Your job is to return each record exactly, minus any pictures.

**DATA FOR THIS EXERCISE:**
——————

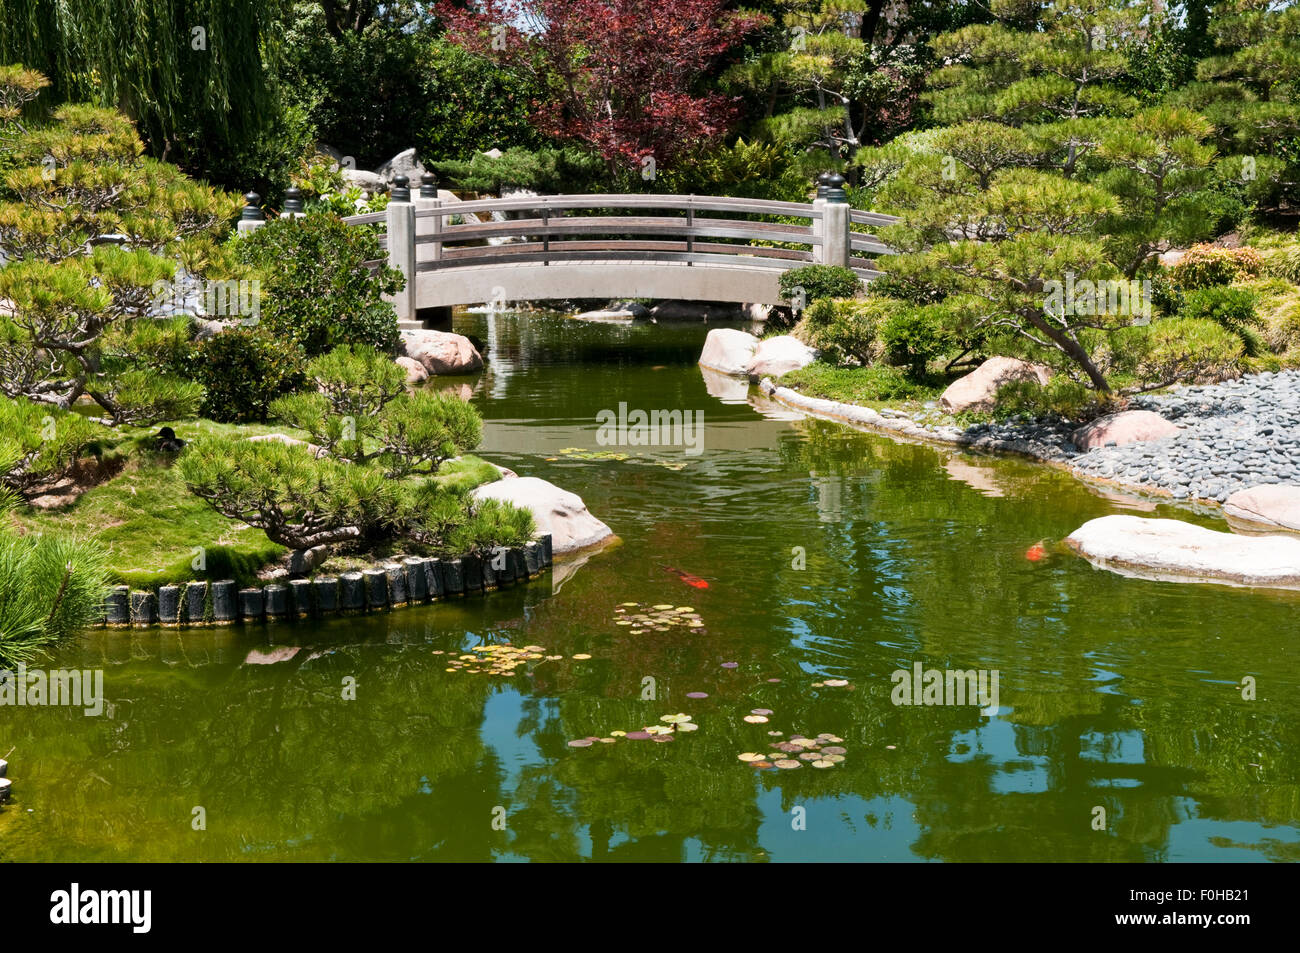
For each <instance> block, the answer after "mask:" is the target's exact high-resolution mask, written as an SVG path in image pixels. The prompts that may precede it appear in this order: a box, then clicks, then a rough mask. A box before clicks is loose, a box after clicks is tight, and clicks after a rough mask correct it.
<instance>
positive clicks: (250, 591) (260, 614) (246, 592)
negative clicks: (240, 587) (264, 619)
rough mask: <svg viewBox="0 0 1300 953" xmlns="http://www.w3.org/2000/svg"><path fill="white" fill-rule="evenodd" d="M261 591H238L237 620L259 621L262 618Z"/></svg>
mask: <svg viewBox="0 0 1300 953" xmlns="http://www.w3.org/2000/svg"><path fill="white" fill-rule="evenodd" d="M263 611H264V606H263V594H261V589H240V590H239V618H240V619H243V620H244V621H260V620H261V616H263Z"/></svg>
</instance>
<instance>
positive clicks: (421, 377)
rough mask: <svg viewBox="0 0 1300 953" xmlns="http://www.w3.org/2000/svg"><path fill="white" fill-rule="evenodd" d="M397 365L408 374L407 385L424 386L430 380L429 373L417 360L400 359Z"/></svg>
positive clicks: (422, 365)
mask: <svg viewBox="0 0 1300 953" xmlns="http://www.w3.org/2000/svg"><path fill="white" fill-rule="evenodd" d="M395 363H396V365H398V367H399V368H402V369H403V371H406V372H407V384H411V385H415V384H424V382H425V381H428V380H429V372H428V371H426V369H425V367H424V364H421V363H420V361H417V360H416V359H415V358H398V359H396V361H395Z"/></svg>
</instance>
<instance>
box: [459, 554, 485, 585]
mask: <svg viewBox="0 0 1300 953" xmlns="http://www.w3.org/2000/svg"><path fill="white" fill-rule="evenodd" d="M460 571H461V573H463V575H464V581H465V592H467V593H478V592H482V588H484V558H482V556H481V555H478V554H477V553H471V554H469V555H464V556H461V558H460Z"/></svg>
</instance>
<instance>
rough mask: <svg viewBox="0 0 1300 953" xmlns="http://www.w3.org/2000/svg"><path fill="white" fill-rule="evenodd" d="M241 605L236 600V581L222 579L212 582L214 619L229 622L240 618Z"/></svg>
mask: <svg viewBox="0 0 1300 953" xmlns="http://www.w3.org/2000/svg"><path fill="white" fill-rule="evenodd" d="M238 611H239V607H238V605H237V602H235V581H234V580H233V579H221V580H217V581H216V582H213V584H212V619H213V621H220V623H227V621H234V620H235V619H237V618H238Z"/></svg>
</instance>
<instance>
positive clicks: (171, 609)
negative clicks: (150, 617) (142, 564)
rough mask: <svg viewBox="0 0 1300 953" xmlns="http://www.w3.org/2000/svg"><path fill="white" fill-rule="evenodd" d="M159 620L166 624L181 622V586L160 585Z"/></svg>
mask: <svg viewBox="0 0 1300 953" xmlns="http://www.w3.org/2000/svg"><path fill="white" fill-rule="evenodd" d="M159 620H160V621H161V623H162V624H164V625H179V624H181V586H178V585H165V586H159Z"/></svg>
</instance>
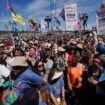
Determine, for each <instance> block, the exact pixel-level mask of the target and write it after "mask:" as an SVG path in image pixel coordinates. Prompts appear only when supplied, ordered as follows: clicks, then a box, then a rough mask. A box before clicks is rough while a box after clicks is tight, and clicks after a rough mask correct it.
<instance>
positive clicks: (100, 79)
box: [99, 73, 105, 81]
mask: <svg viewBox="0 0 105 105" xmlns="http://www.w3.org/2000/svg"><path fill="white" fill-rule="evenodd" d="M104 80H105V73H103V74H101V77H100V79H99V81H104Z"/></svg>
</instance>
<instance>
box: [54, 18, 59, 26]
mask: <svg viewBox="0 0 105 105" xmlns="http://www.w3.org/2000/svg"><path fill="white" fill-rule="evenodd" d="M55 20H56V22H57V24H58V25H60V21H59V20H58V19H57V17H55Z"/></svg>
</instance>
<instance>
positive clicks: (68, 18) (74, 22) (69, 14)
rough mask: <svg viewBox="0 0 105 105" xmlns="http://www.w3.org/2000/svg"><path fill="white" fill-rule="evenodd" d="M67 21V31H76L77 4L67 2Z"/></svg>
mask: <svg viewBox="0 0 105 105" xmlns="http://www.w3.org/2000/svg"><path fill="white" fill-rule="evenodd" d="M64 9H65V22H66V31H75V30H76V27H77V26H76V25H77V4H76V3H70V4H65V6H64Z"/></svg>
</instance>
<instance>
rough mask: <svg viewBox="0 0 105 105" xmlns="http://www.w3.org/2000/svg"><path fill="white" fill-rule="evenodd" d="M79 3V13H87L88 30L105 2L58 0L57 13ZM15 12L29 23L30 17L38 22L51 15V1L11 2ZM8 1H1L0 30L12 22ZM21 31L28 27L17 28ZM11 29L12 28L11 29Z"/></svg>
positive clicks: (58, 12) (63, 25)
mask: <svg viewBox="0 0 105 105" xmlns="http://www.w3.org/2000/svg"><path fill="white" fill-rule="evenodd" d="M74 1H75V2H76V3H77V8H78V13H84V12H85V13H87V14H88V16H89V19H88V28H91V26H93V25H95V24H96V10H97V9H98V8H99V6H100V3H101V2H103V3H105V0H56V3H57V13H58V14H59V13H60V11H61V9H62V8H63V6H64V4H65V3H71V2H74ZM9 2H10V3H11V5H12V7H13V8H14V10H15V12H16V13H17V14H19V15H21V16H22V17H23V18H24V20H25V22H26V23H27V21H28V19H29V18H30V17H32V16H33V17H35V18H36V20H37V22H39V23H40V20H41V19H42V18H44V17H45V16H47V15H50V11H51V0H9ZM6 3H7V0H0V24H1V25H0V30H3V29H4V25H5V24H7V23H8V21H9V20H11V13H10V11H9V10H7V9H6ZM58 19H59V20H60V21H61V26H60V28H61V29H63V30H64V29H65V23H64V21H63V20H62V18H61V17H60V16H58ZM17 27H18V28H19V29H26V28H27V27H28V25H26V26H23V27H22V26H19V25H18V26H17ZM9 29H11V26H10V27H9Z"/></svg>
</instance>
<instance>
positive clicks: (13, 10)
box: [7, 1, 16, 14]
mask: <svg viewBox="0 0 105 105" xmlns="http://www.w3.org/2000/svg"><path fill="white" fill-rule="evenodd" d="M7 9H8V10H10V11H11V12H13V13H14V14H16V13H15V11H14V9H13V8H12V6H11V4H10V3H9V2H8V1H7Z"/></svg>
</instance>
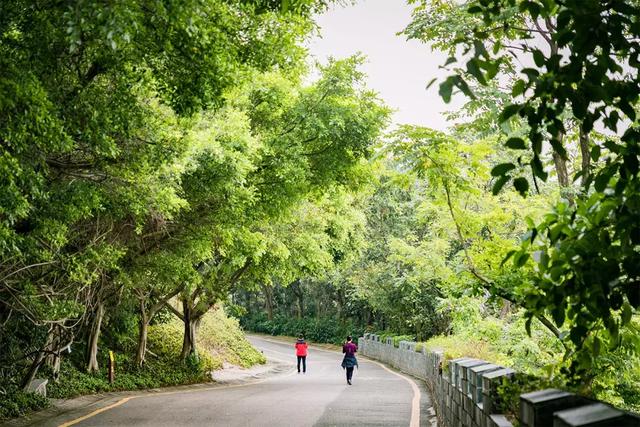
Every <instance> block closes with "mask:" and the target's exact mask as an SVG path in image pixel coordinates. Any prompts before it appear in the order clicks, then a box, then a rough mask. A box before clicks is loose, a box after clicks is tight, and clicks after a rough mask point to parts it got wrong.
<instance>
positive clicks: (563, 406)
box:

——————

**EXPECTED OUTPUT:**
For each <instance> block, the answer after "mask:" is the target's exact high-resolution mask, written as an SVG path in image pixels. The prompts that may precede it appear in this order: a box, then clicks, then a rough mask. A box before clicks is loose, a box after clicks is tight, and clicks after a rough mask correct it.
<instance>
positive clicks: (250, 591) (260, 614) (246, 592)
negative clicks: (240, 587) (264, 619)
rough mask: <svg viewBox="0 0 1300 953" xmlns="http://www.w3.org/2000/svg"><path fill="white" fill-rule="evenodd" d="M261 591H238L237 620L259 621L262 618Z"/></svg>
mask: <svg viewBox="0 0 1300 953" xmlns="http://www.w3.org/2000/svg"><path fill="white" fill-rule="evenodd" d="M263 611H264V606H263V594H261V589H240V590H239V618H240V619H243V620H244V621H260V620H261V616H263Z"/></svg>
</instance>
<instance>
positive clicks: (421, 377)
rough mask: <svg viewBox="0 0 1300 953" xmlns="http://www.w3.org/2000/svg"><path fill="white" fill-rule="evenodd" d="M397 365L408 374L407 385L424 386L430 380L429 373L417 360L400 359Z"/></svg>
positive clicks: (422, 365)
mask: <svg viewBox="0 0 1300 953" xmlns="http://www.w3.org/2000/svg"><path fill="white" fill-rule="evenodd" d="M395 363H396V365H398V367H399V368H402V369H403V371H406V372H407V384H411V385H415V384H424V382H425V381H428V380H429V372H428V371H426V369H425V367H424V364H421V363H420V361H417V360H416V359H415V358H398V359H396V361H395Z"/></svg>
</instance>
<instance>
box: [459, 554, 485, 585]
mask: <svg viewBox="0 0 1300 953" xmlns="http://www.w3.org/2000/svg"><path fill="white" fill-rule="evenodd" d="M460 571H461V573H463V575H464V581H465V592H467V593H478V592H482V588H484V558H482V556H481V555H478V554H477V553H471V554H469V555H464V556H461V558H460Z"/></svg>
</instance>
<instance>
rough mask: <svg viewBox="0 0 1300 953" xmlns="http://www.w3.org/2000/svg"><path fill="white" fill-rule="evenodd" d="M241 605L236 600V581L222 579L212 582L214 619L229 622L240 618Z"/></svg>
mask: <svg viewBox="0 0 1300 953" xmlns="http://www.w3.org/2000/svg"><path fill="white" fill-rule="evenodd" d="M238 611H239V607H238V605H237V602H235V581H234V580H233V579H221V580H217V581H216V582H213V584H212V619H213V621H220V623H227V621H234V620H235V619H237V618H238Z"/></svg>
</instance>
<instance>
positive clicks: (171, 609)
negative clicks: (150, 617) (142, 564)
rough mask: <svg viewBox="0 0 1300 953" xmlns="http://www.w3.org/2000/svg"><path fill="white" fill-rule="evenodd" d="M159 620L166 624L181 622V586L160 585Z"/></svg>
mask: <svg viewBox="0 0 1300 953" xmlns="http://www.w3.org/2000/svg"><path fill="white" fill-rule="evenodd" d="M159 620H160V621H161V623H162V624H164V625H179V624H181V586H178V585H165V586H159Z"/></svg>
</instance>
Determine, for each <instance> block, the exact pixel-level mask of the target and write it after "mask:" as an SVG path in image pixel coordinates. Prompts appear only when supplied, ordered as follows: clicks, then a box, then a rough mask. A box before clicks is rough while a box after clicks is tight, and clicks after a rough mask correct it.
<instance>
positive clicks: (100, 79)
box: [99, 73, 105, 81]
mask: <svg viewBox="0 0 105 105" xmlns="http://www.w3.org/2000/svg"><path fill="white" fill-rule="evenodd" d="M104 80H105V73H103V74H101V77H100V79H99V81H104Z"/></svg>
</instance>
<instance>
box: [54, 18, 59, 26]
mask: <svg viewBox="0 0 105 105" xmlns="http://www.w3.org/2000/svg"><path fill="white" fill-rule="evenodd" d="M55 20H56V22H57V24H58V25H60V21H59V20H58V19H57V17H55Z"/></svg>
</instance>
<instance>
positive clicks: (68, 18) (74, 22) (69, 14)
rough mask: <svg viewBox="0 0 105 105" xmlns="http://www.w3.org/2000/svg"><path fill="white" fill-rule="evenodd" d="M67 21V31H76L77 4L67 2Z"/></svg>
mask: <svg viewBox="0 0 105 105" xmlns="http://www.w3.org/2000/svg"><path fill="white" fill-rule="evenodd" d="M64 9H65V22H66V31H75V30H76V27H77V26H76V25H77V4H76V3H70V4H65V6H64Z"/></svg>
</instance>
<instance>
rough mask: <svg viewBox="0 0 105 105" xmlns="http://www.w3.org/2000/svg"><path fill="white" fill-rule="evenodd" d="M79 3V13H87L88 30L105 2L58 0L57 13ZM15 12L29 23L30 17L38 22L51 15V1L11 2ZM8 1H1L0 30L12 22ZM21 31L28 27L17 28ZM11 29L12 28L11 29Z"/></svg>
positive clicks: (58, 12) (63, 25)
mask: <svg viewBox="0 0 105 105" xmlns="http://www.w3.org/2000/svg"><path fill="white" fill-rule="evenodd" d="M74 1H75V2H76V3H77V8H78V13H84V12H85V13H87V14H88V16H89V19H88V28H91V26H93V25H95V24H96V10H97V9H98V8H99V6H100V3H101V2H103V3H105V0H56V3H57V13H58V14H59V13H60V11H61V9H62V8H63V6H64V4H65V3H71V2H74ZM9 2H10V3H11V5H12V7H13V8H14V10H15V12H16V13H17V14H19V15H21V16H22V17H23V18H24V20H25V22H26V23H27V21H28V19H29V18H30V17H32V16H33V17H35V18H36V20H37V22H39V23H40V20H41V19H42V18H44V17H45V16H47V15H50V11H51V0H9ZM6 3H7V0H0V24H1V25H0V30H3V29H4V25H5V24H7V23H8V21H9V20H11V13H10V11H9V10H7V9H6ZM58 19H59V20H60V21H61V26H60V28H61V29H63V30H64V29H65V23H64V21H63V20H62V18H61V17H60V16H58ZM17 27H18V28H19V29H26V28H27V27H28V25H26V26H23V27H22V26H19V25H18V26H17ZM9 29H11V26H10V27H9Z"/></svg>
</instance>
<instance>
positive clicks: (13, 10)
box: [7, 1, 16, 14]
mask: <svg viewBox="0 0 105 105" xmlns="http://www.w3.org/2000/svg"><path fill="white" fill-rule="evenodd" d="M7 9H8V10H10V11H11V12H13V13H14V14H16V13H15V11H14V9H13V8H12V6H11V4H10V3H9V2H8V1H7Z"/></svg>
</instance>
Every <instance> block closes with "mask:" and the target's exact mask as an SVG path in image pixel coordinates. Any prompts before it appear in the order clicks, then a box, then a rough mask. A box before clicks is loose, a box after clicks is tight, and clicks after a rough mask point to parts it got wrong.
<instance>
positive clicks: (563, 406)
box:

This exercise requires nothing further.